■ Goal ■
Reproduce the passage below on consumer-driven logistics word for word, from "Consumer-driven logistics –" to "seamless purchasing process.".

■ Source extract ■
## START
The pace of digitalization is increasing rapidly, thus reinforcing consumer power. One key aspect of this is that logistics must be based on consumer needs, given that it constitutes a key part of the purchase process. Accommodating consumer preferences with regard to freedom of choice and convenience is therefore a missioncritical issue for e-retailers and conventional retailers who are looking to be successful.

Consumer-driven logistics – i.e. logistics strongly powered by consumer wishes – is the key to success in the field of e-commerce. Consumers are making increasingly stringent demands with regard to their capacity to choose how, where and when products are purchased and delivered. Accommodating consumer preferences is thus a mission-critical issue in the context of e-commerce. The winners will be the companies that best meet consumer requirements, make it simple for them to choose, and create a seamless purchasing process.

Digitalization is ramping up consumer power

The pace of digitalization is increasing, thus reinforcing consumer power. Those retail businesses that best understand and customize the entire delivery chain to meet customers’ wishes will be the ones that come out on top in the future. It is all about increasing customer choice in the context of goods delivery and making the whole shopping process more convenient for customers.
## END
■ Data excerpts ■
## START
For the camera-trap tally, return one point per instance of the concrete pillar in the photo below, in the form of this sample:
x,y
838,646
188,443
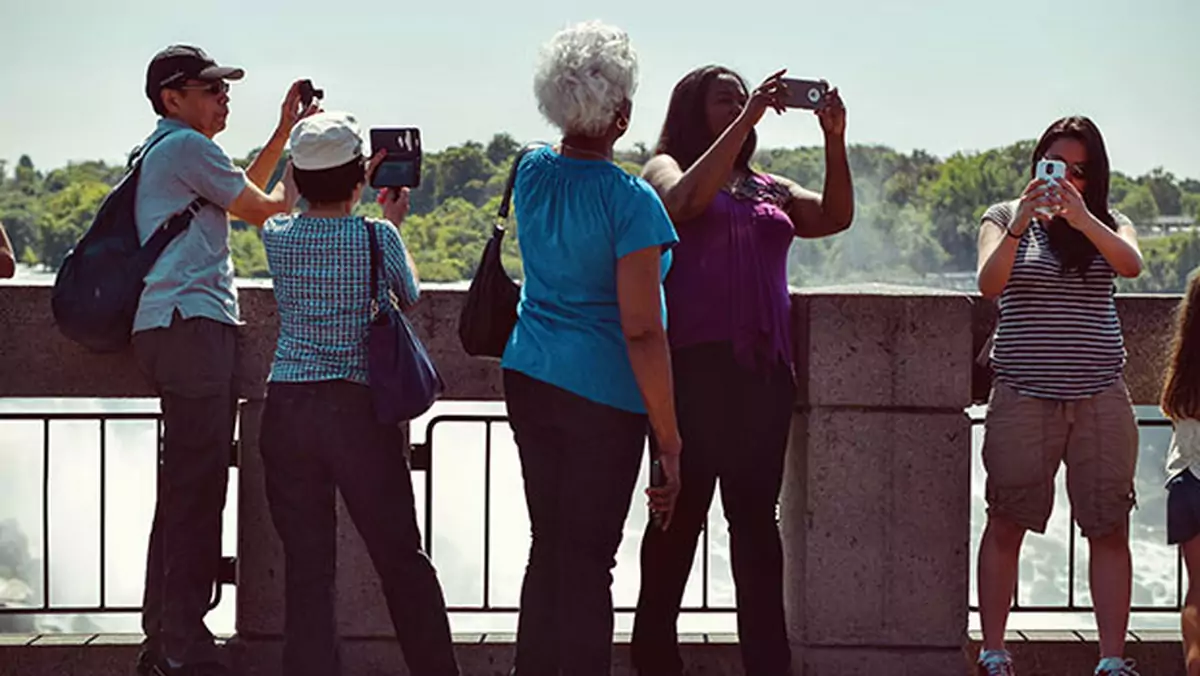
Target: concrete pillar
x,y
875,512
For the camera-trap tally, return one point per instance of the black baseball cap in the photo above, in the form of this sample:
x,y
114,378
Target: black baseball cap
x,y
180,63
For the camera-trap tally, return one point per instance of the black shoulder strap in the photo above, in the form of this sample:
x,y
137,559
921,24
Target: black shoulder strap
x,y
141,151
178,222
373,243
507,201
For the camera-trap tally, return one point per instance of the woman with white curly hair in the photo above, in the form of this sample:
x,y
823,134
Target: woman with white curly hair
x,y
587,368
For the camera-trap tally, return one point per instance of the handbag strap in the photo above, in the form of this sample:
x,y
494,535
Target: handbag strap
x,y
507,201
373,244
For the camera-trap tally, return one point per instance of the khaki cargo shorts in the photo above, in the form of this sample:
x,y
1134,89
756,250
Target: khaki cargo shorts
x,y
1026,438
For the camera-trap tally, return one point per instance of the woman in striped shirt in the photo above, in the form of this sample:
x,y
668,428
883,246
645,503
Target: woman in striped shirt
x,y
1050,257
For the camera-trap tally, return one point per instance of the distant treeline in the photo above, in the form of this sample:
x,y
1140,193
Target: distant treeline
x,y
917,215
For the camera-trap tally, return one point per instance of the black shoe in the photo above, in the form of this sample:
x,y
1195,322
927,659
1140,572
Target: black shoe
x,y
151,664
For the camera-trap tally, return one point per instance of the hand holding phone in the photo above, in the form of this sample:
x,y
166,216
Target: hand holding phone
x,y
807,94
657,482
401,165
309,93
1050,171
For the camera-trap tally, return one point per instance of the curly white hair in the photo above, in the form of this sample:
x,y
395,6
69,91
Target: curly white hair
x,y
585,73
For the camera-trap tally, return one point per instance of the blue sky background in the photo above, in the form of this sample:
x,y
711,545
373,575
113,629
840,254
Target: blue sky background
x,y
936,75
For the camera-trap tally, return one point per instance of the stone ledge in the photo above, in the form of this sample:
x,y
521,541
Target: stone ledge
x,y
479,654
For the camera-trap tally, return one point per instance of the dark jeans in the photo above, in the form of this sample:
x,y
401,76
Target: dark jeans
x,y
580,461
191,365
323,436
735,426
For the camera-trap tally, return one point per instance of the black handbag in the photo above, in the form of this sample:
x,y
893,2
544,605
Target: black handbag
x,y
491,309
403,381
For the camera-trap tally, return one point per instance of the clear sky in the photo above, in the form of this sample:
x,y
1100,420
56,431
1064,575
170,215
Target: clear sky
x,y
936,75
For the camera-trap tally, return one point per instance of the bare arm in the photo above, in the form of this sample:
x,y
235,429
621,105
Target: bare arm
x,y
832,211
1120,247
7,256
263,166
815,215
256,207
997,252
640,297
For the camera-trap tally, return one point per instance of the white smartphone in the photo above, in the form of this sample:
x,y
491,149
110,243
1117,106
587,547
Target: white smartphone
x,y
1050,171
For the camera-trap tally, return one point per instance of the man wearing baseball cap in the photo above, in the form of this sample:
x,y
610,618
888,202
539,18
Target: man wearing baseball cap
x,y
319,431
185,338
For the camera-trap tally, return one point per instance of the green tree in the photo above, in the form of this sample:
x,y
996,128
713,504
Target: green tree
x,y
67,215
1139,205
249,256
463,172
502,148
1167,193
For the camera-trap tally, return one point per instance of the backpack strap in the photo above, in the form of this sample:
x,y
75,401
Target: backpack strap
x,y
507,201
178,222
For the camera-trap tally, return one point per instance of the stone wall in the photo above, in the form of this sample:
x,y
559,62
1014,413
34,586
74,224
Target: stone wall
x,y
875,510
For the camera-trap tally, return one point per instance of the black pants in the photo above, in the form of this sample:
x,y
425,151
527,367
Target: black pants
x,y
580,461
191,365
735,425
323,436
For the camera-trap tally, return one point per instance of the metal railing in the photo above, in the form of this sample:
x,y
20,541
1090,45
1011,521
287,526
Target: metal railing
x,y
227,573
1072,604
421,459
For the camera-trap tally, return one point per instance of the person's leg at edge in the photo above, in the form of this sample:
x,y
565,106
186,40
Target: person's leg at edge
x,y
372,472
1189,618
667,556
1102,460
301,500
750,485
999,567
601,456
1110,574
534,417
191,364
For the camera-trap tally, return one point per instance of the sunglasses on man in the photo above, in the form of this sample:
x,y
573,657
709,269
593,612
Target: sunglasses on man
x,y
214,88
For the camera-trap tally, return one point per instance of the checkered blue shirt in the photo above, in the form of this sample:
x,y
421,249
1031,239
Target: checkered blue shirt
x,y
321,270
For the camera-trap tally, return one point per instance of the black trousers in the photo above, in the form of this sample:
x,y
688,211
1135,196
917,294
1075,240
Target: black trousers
## END
■ Result below ■
Consumer-driven logistics – i.e. logistics strongly powered by consumer wishes – is the key to success in the field of e-commerce. Consumers are making increasingly stringent demands with regard to their capacity to choose how, where and when products are purchased and delivered. Accommodating consumer preferences is thus a mission-critical issue in the context of e-commerce. The winners will be the companies that best meet consumer requirements, make it simple for them to choose, and create a seamless purchasing process.